▸ TEXT EXCERPT:
- - - -

Feb 03, 2024Feb 03, 2024

When Ford launched the aluminum-bodied F-150 pickup nearly a decade ago, employees at the company's manufacturing operations collected, sorted and returned the scrap metal to Ford's aluminum suppliers for recycling.

The spinoff effects of that "closed loop" process, which Ford is still using, are many. It reduces Ford's raw material costs. It cuts demand for virgin aluminum, which in turn helps keep carbon dioxide emissions out of the atmosphere. And it also gives Ford some pricing flexibility on the F-150.

Here, in the early days of the electric vehicle era, that same kind of innovative thinking is needed to reduce the massive waste created by battery-electric vehicles.

Reuters reported recently that even minor damage to a vehicle's battery pack often prompts insurance companies to total the car. Insurance companies can't take the risk of an accident-repaired EV catching fire.

There's also a lot of waste in the EV manufacturing process. The number of unusable cells produced at battery plants is as high as 15 percent at some facilities, David Klanecky, CEO of Cirba Solutions, told me on a recent visit to the company's suburban Detroit battery recycling center.

Cirba collects cells and complete EV battery packs from automakers, dealers' service departments, scrapyards and battery manufacturers. The cells and packs are trucked to one of Cirba's six facilities for disassembly. The parts are sorted, and then the components are shipped elsewhere to be recycled.

The giant boxes of wiring harnesses, circuit boards, brackets and other EV components awaiting recycling at Cirba are an eye-popping sight.

Automakers and insurance companies could be doing a far better job repurposing good used parts. Could automakers do a better job of designing and engineering EVs for recyclability? By that, I mean using more of the manufactured parts from wrecked vehicles for service and accident repairs.

Doing so would reduce waste, cut the costs of repair bills and keep even more carbon dioxide out of the atmosphere.

Think about the journey one wiring harness or circuit board makes. It is manufactured from raw materials, shipped to an automaker, assembled into a car and then sold to a customer. It is designed to last the life of the vehicle, let's say 12-15 years. If the vehicle is wrecked and totaled, it comes apart.

On some packs, Klanecky said, Cirba separates good cells from damaged ones for reuse. If the metal structure that holds the batteries is undamaged, it may go back to the manufacturer for reuse. The rest is recycled. The lithium and other components in an EV battery are recycled or reused. "We're recovering about 95 percent of the materials from the battery," Klanecky said. But there's a lot of leftover parts that could go right back to a vehicle manufacturer or to a body shop for reuse.

There is no process to test used wiring harnesses, circuit boards and other parts removed from the EV battery packs to see if they can be reused, Klanecky told me. Even if there were, he said, it would still be cheaper to recycle these parts instead of reusing them. And, he said, there are also safety concerns. Right now, the economics of reusing perfectly good secondhand parts just don't add up, Klanecky said.

Cirba officials says it is cheaper to recycle used parts than it is to test them and make sure they are undamaged.

He said that as EVs gradually grow in volume, reusing some parts that today are being recycled might become more practical and better for the environment. "Anytime you save parts and reuse them over again it's going to have a C02 impact," Klanecky said.

But we are a long way from that, and right now automakers and insurance companies are being extremely cautious about how EVs get repaired.

"For an insurance company to say, 'OK, we are going to pay David's company to go and test those harnesses and recertify them and take the liability.' If, for some reason there is a short and the car catches fires and someone dies, it's a big risk. You've got to be 100 percent right."

It's clear there is much to be learned in managing the whole EV ecosystem.

- - - -

▸ BRIEF 1: Sum up the article on EV waste in two sentences.
▸ BRIEF 2: Write out everything in the article on EV waste from "There is no" down to "they are undamaged.".

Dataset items
- - - -

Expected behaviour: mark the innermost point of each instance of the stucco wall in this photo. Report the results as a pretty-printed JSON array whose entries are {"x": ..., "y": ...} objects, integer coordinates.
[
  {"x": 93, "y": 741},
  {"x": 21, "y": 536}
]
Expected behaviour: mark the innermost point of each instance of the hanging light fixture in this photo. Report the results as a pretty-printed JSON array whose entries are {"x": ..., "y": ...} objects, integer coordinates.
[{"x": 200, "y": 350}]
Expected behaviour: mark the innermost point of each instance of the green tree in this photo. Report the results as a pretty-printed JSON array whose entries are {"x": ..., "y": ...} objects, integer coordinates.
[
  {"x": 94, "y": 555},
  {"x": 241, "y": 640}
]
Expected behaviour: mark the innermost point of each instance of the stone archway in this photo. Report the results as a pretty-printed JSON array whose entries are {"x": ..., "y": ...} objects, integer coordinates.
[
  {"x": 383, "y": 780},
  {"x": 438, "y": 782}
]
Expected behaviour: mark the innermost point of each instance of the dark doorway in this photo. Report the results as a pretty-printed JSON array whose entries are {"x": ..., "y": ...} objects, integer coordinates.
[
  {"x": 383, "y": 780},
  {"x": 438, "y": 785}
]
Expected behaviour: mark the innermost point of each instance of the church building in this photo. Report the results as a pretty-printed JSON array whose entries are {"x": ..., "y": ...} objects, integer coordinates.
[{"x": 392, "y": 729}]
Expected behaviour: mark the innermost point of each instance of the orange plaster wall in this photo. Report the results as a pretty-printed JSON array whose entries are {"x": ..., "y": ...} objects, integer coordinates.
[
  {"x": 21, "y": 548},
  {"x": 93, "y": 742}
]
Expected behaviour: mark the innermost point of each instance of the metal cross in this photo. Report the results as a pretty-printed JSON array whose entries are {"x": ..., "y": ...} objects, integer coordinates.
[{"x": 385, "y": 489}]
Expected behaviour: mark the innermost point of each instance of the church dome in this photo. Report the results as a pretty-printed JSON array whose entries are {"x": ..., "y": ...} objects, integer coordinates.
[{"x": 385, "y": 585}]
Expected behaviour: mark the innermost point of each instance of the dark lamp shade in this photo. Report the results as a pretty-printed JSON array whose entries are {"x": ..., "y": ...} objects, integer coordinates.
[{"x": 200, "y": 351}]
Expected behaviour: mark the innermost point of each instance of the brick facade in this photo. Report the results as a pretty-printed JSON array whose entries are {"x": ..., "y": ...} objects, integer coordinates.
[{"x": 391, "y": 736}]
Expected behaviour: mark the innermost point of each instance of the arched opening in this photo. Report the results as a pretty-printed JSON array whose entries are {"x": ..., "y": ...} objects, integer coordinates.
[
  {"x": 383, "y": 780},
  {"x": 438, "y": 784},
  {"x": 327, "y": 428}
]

- - - -

▸ EXERCISE RESULT 1: Since launching the aluminum-bodied F-150, Ford has returned scrap metal to its suppliers for recycling, and the same kind of thinking is needed to cut the massive waste from electric vehicles, including cars totaled over minor battery damage and unusable cells from battery plants. Cirba Solutions recovers about 95 percent of the materials from EV batteries, but its CEO says there is no process to test used parts like wiring harnesses for reuse, and recycling them is cheaper and raises fewer safety concerns for now.

▸ EXERCISE RESULT 2:
There is no process to test used wiring harnesses, circuit boards and other parts removed from the EV battery packs to see if they can be reused, Klanecky told me. Even if there were, he said, it would still be cheaper to recycle these parts instead of reusing them. And, he said, there are also safety concerns. Right now, the economics of reusing perfectly good secondhand parts just don't add up, Klanecky said.

Cirba officials says it is cheaper to recycle used parts than it is to test them and make sure they are undamaged.